[Brief]: How many lines in the records below contain the word "window"? Reply with the number alone.

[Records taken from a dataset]

__________

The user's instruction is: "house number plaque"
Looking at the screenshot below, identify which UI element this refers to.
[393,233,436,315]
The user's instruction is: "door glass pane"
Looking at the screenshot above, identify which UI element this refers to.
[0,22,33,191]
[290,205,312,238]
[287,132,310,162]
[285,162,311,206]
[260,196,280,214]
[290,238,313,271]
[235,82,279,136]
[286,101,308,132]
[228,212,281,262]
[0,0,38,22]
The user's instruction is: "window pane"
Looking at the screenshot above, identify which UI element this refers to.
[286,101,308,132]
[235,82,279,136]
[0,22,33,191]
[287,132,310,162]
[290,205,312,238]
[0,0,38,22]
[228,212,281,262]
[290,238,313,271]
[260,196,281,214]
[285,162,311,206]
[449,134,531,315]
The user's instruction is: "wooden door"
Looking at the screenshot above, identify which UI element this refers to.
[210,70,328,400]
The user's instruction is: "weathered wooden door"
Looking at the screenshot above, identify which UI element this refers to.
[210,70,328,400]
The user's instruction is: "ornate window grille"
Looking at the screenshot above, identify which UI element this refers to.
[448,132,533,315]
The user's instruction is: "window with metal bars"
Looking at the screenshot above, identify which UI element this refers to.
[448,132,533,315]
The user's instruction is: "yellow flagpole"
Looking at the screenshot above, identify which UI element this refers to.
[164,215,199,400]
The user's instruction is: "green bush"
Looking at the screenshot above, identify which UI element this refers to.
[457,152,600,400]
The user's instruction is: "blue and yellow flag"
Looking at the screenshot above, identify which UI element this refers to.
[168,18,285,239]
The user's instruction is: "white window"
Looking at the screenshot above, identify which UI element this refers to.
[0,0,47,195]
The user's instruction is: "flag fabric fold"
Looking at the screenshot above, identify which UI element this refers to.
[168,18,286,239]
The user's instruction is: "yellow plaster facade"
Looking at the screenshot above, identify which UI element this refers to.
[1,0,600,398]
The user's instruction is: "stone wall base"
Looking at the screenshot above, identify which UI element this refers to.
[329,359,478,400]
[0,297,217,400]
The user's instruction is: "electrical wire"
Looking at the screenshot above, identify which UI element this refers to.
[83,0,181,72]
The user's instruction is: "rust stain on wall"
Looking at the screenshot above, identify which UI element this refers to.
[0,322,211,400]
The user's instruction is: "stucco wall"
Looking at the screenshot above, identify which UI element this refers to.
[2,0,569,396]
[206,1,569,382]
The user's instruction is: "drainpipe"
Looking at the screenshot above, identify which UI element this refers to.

__________

[Task result]: 4